#### DIRECTIONS:
Each line of the material must reappear unchanged in the answer.

#### SOURCE RECORDS:

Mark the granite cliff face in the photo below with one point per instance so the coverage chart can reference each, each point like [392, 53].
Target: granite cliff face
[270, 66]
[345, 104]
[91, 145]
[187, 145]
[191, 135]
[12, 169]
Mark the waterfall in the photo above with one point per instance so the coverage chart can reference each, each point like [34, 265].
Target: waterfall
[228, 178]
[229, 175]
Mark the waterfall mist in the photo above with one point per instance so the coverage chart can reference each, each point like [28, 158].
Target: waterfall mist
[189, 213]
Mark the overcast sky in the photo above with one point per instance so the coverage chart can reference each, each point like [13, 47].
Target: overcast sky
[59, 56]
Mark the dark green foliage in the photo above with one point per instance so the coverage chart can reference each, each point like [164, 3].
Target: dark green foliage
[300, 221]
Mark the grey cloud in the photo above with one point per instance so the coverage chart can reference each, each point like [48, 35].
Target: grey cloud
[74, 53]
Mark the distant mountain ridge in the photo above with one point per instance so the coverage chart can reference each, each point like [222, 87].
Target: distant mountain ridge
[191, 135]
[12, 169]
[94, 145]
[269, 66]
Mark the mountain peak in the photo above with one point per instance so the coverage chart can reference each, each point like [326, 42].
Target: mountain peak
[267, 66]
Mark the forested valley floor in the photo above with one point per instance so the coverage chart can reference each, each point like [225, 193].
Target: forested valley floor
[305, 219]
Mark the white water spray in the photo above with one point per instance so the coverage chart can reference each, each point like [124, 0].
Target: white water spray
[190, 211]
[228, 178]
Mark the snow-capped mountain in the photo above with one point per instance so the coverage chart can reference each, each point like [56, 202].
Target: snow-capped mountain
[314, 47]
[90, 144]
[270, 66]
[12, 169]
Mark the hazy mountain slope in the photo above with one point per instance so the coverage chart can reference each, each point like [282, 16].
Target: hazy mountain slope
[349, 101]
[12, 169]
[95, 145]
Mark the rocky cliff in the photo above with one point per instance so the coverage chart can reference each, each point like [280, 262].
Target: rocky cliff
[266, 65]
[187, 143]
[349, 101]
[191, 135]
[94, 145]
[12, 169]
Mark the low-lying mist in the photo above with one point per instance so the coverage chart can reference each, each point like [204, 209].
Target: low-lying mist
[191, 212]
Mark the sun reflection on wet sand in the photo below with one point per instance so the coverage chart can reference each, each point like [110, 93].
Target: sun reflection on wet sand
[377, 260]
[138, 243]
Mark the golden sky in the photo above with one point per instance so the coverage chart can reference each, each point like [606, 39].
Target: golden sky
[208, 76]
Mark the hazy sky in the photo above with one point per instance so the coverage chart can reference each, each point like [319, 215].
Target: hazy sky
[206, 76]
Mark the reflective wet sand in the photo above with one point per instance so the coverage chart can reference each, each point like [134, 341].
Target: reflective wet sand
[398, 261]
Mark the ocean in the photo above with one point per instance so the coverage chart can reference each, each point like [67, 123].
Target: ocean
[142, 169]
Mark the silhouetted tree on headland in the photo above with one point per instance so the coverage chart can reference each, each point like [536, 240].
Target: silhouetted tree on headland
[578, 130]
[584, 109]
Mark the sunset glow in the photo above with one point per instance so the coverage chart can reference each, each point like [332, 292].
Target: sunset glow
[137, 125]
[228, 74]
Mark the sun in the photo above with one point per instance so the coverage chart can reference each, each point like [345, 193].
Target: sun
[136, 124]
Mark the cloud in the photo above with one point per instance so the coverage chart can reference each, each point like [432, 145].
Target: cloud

#### ANSWER TO THE PROBLEM:
Mark the granite cliff face in the photo below with one point per instance so the coverage chart can reference each, each point like [392, 53].
Target: granite cliff face
[270, 66]
[345, 104]
[91, 145]
[187, 145]
[191, 135]
[12, 169]
Mark the waterfall in the photo above with one point per instance so the coverage chart can reference each, each point like [34, 265].
Target: waterfall
[228, 178]
[229, 175]
Mark the waterfall mist in the photo above with one point per instance so the coverage chart can reference each, each point like [28, 158].
Target: waterfall mist
[189, 213]
Mark the overcast sky in the photo above with one point per instance so the coverage chart can reference each, each point like [13, 47].
Target: overcast sky
[59, 56]
Mark the dark green foliage in the photo above with one point per instance so the coverage chart can reference each, each point like [164, 3].
Target: dark green foliage
[300, 221]
Mark the grey cloud in the photo above with one point per instance so the coverage chart can reference each, each point like [48, 35].
Target: grey cloud
[74, 53]
Mark the distant mountain ridge in the photo above with one point per instance so the coverage chart can reference each, each point like [222, 87].
Target: distant mountain ridge
[191, 135]
[12, 169]
[94, 145]
[269, 66]
Mark the mountain peak in the photo above with one point per instance so the coverage chart can reference each, each point like [326, 42].
Target: mountain peak
[267, 66]
Mark the forested valley floor in the photo above with one point per instance so the coverage chart can reference each, each point like [225, 193].
Target: forested valley floor
[305, 219]
Mark the white water spray in the photo above with one point per instance so the coverage chart can reference each, each point like [124, 0].
Target: white water spray
[190, 211]
[228, 178]
Mark the snow-capped mountain in the photo above with one point per instance so the coverage chart can reference each, each point like [56, 202].
Target: snow-capped mountain
[314, 47]
[90, 144]
[270, 66]
[12, 169]
Mark the hazy mountain slope in the photo above with one point per instance so the coverage chart can reference each, each point like [282, 16].
Target: hazy mountain slope
[349, 101]
[12, 169]
[95, 145]
Mark the rocky cliff in the photo above with one point per instance so the coverage chart can reference each, each point like [280, 262].
Target: rocky cliff
[266, 65]
[187, 143]
[349, 101]
[191, 135]
[94, 145]
[12, 169]
Mark the low-lying mist in the photo above with one point per instance so the coverage chart can reference each, each point like [204, 209].
Target: low-lying mist
[191, 212]
Mark the sun reflection on wet sand in the photo below with one point per instance so the coverage chart can reference each, each point like [110, 93].
Target: sun reflection on wet sand
[377, 260]
[138, 243]
Mark the golden sky in the photo above with one point per instance so the coverage chart can reference each, each point like [606, 39].
Target: golden sky
[208, 76]
Mark the hazy sky in the photo above with one point per instance so the coverage chart can reference each, each point like [319, 215].
Target: hazy sky
[206, 76]
Mark the reflective wet sand in the photo above with one point per instance so the coverage chart can reference each, each point like [134, 341].
Target: reflective wet sand
[398, 261]
Mark the ocean in the photo above with one point per instance so the coverage chart can reference each, each point like [67, 123].
Target: ocean
[142, 169]
Mark the silhouetted tree on headland in the photo above with one point per instance so the coverage chart can reference each, each point like [536, 240].
Target: silhouetted tree on headland
[578, 130]
[584, 109]
Mark the sunset glow in the photo above with one point per instance so the coverage chart can reference each, each point like [332, 292].
Target: sunset glow
[137, 125]
[228, 74]
Mark the sun in the photo above with one point per instance so the coverage chart can reference each, each point like [345, 193].
Target: sun
[136, 124]
Mark the cloud in the photo above with one point per instance so the coverage chart can reference each, each point like [432, 145].
Target: cloud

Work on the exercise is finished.